> [Task requirements] Reproduce, exactly and in full, only the lines below from the one containing "point_to annotates the concrete" through the one containing "point_to annotates the front".

> [Data shown]
☆ ☆ ☆ ☆

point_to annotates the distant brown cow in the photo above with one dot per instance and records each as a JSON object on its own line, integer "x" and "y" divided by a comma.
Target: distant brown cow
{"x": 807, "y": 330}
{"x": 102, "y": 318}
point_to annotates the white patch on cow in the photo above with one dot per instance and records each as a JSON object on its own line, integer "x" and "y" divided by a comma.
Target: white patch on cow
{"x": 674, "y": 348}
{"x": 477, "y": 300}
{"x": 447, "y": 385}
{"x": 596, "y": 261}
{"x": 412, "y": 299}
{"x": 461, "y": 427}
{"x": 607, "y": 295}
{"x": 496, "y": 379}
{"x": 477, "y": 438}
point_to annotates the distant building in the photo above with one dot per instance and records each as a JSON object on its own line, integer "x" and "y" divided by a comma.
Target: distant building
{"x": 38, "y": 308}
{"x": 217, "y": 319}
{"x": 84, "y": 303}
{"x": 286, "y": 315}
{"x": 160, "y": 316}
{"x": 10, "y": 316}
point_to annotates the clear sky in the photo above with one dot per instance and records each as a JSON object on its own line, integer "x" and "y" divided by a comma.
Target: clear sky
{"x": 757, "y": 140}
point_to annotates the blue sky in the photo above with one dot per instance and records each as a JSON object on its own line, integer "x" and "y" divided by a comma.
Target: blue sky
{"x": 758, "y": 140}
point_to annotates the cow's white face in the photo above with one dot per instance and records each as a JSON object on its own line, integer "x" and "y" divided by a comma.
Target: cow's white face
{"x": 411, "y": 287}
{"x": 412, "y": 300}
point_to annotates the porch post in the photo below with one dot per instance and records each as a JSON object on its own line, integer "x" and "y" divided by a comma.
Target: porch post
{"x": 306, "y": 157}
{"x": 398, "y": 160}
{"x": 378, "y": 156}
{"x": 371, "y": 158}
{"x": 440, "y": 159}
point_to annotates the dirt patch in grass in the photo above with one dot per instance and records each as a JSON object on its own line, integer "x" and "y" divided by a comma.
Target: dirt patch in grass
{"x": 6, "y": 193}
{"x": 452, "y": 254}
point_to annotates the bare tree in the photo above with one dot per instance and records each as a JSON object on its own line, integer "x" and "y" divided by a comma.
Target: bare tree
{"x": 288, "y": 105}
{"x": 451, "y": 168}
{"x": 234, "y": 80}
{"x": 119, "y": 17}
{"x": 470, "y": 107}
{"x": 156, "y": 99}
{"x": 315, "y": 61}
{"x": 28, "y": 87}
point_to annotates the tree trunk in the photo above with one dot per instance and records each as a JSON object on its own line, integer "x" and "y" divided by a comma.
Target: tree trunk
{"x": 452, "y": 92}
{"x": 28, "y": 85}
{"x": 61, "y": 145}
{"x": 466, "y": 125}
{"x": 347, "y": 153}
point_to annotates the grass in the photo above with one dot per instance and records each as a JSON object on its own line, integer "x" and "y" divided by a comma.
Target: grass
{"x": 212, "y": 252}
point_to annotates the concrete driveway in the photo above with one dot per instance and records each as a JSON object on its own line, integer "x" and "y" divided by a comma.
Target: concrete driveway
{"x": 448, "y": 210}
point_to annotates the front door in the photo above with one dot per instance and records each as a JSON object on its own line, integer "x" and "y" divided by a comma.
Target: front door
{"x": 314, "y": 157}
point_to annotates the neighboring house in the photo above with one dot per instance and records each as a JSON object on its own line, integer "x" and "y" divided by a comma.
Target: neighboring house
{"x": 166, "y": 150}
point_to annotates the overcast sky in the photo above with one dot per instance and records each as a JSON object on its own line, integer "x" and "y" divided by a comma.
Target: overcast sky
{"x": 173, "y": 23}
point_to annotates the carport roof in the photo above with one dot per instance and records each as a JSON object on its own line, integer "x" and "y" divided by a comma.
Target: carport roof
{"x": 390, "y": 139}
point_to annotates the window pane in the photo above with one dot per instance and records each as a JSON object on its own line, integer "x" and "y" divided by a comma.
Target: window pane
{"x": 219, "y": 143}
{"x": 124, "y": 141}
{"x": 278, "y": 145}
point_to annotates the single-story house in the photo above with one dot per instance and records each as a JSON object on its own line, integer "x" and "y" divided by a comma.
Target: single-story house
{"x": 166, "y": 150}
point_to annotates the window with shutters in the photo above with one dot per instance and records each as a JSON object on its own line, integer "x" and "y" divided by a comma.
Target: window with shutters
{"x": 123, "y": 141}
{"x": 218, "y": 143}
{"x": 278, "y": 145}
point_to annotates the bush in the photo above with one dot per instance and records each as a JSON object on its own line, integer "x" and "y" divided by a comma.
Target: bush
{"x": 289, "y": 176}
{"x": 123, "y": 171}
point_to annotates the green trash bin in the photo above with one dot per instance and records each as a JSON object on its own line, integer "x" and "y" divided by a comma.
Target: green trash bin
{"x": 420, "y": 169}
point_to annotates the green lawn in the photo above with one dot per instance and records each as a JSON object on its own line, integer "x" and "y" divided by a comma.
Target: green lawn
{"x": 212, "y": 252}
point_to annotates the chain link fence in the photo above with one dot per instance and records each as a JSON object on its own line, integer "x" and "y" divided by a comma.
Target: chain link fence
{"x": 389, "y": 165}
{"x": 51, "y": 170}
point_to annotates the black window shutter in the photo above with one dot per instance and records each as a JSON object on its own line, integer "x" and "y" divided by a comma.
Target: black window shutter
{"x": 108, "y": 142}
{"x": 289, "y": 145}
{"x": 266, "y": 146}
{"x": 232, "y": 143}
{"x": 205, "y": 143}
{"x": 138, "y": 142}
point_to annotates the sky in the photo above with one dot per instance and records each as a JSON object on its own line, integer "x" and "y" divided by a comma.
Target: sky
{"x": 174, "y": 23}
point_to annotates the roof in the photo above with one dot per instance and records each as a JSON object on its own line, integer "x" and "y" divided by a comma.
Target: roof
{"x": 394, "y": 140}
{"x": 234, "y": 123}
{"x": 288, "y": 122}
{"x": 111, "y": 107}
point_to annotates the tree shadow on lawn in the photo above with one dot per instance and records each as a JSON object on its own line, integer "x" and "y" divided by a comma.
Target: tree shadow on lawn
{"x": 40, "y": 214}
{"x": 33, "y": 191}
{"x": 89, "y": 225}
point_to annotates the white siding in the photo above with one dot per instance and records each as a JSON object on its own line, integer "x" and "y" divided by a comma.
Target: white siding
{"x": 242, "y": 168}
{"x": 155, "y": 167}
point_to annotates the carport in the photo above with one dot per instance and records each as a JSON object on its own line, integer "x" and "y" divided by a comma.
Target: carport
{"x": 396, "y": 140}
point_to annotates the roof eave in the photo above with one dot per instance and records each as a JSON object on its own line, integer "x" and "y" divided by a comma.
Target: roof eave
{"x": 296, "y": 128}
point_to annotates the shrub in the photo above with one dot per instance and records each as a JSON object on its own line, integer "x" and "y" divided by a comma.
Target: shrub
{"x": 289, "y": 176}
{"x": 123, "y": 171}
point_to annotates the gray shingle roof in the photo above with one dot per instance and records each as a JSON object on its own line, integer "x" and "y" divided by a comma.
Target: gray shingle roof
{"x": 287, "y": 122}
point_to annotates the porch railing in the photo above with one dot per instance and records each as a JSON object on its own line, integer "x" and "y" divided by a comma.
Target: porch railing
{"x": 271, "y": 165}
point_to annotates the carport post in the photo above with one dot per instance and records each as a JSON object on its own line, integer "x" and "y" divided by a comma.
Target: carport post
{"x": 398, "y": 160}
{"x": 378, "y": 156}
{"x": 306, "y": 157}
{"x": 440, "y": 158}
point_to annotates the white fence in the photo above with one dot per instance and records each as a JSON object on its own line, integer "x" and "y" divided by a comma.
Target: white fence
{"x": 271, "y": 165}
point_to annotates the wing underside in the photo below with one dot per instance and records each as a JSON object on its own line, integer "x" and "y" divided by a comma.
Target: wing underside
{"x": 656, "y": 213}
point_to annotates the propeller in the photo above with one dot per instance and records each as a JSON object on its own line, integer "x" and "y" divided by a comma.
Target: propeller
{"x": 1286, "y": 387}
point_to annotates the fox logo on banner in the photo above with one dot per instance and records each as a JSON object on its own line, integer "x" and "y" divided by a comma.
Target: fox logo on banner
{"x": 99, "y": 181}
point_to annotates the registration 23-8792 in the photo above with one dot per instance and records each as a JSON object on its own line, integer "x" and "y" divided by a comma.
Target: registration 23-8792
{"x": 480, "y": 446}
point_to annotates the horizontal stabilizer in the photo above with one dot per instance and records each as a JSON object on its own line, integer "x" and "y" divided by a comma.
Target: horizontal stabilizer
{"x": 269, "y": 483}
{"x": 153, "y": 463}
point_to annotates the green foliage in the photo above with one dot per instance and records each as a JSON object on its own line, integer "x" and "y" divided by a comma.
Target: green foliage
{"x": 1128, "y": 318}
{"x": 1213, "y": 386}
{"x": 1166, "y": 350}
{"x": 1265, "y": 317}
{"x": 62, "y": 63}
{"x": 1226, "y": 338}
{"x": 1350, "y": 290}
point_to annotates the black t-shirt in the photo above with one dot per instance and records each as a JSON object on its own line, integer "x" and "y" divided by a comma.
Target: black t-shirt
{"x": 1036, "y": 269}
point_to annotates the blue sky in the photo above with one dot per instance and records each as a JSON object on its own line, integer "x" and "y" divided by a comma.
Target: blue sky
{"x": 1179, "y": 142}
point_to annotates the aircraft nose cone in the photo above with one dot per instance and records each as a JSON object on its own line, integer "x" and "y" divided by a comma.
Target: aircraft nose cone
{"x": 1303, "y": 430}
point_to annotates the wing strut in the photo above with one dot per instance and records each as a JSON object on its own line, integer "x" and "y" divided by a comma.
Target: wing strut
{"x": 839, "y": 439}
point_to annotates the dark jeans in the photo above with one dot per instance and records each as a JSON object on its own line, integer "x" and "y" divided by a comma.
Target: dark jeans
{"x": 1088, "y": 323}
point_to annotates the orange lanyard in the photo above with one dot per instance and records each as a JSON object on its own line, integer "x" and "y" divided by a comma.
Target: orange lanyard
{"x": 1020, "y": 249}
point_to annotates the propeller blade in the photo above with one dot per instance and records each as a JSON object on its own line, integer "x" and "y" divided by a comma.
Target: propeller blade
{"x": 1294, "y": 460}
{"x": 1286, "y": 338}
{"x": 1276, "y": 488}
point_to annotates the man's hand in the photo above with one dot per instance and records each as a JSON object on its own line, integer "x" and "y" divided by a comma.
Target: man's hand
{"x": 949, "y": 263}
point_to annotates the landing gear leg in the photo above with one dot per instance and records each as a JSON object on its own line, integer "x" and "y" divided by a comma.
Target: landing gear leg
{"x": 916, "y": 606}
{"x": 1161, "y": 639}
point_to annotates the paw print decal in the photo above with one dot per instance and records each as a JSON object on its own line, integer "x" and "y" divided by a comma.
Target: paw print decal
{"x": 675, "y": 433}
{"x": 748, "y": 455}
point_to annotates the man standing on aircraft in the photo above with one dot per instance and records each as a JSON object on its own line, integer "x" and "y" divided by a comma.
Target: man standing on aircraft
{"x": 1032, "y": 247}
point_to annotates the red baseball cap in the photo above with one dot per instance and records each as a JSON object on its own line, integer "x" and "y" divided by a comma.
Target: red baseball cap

☆ ☆ ☆ ☆

> [Written response]
point_to annotates the concrete driveway in the photo above with one dot per instance and records each as a JSON object on its own line, integer "x" and "y" divided by a comma.
Target: concrete driveway
{"x": 448, "y": 210}
point_to annotates the front door in the photo above with one dot per instance and records each as a JSON object on its own line, integer "x" and "y" divided by a comma.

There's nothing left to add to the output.